• **TAREFAS DO EXERCÍCIO**
A: Transcreva literalmente o trecho do excerto fornecido que vai de "Matteo Luigi Napolitano" até "Estado do Vaticano.", incluindo este último.
B: Segundo o excerto fornecido, qual é o título da edição francesa do livro?

• **EXCERTO FORNECIDO**
Matteo Luigi Napolitano

Transgredir ordens superiores transforma o antigo provérbio latino em seu oposto: ubi menor maior cessat. Um exemplo paradoxal disso pode ser encontrado nos documentos do Vaticano. Durante a Segunda Guerra Mundial, o governo eslovaco ofereceu a Ján Voitašak, bispo de Spies que tinha simpatias nazistas, o cargo de Conselheiro de Estado. Para assumir o cargo, o bispo deveria pedir o consentimento de Pio XII, mas ao invés disso aceitou fazendo o pedido apenas depois da efetivação. Este é apenas um dos muitos episódio presentes no livro “Pio XII e os Judeus”, edições Rizzoli de Milão, escrito por Johan Ickx, Diretor do Arquivo Histórico da Seção Relações com os Estados da Secretaria de Estado do Vaticano.

O livro abre um novo período de estudos sobre o pontificado de Pio XII, com uma visão do que Ickx chama de Le Bureau (o título da edição francesa do livro), que é a primeira seção da Secretaria de Estado responsável não só pelas relações internacionais, mas também, de forma cada vez mais densa e dramática, pelas histórias de muitos judeus que durante a Segunda Guerra Mundial se dirigiram ao Vaticano em busca de ajuda, apoio, conselho e proteção.

• **DADOS DE ORIGEM**
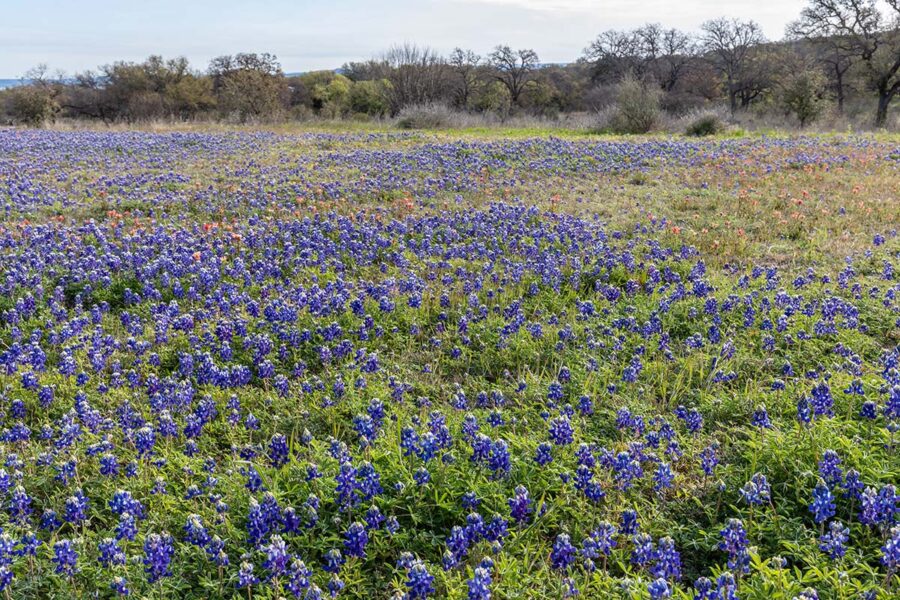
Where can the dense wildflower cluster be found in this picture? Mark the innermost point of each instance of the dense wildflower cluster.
(320, 402)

• **LISTA DE RESPOSTAS**
A:
Matteo Luigi Napolitano

Transgredir ordens superiores transforma o antigo provérbio latino em seu oposto: ubi menor maior cessat. Um exemplo paradoxal disso pode ser encontrado nos documentos do Vaticano. Durante a Segunda Guerra Mundial, o governo eslovaco ofereceu a Ján Voitašak, bispo de Spies que tinha simpatias nazistas, o cargo de Conselheiro de Estado. Para assumir o cargo, o bispo deveria pedir o consentimento de Pio XII, mas ao invés disso aceitou fazendo o pedido apenas depois da efetivação. Este é apenas um dos muitos episódio presentes no livro “Pio XII e os Judeus”, edições Rizzoli de Milão, escrito por Johan Ickx, Diretor do Arquivo Histórico da Seção Relações com os Estados da Secretaria de Estado do Vaticano.

B: Le Bureau.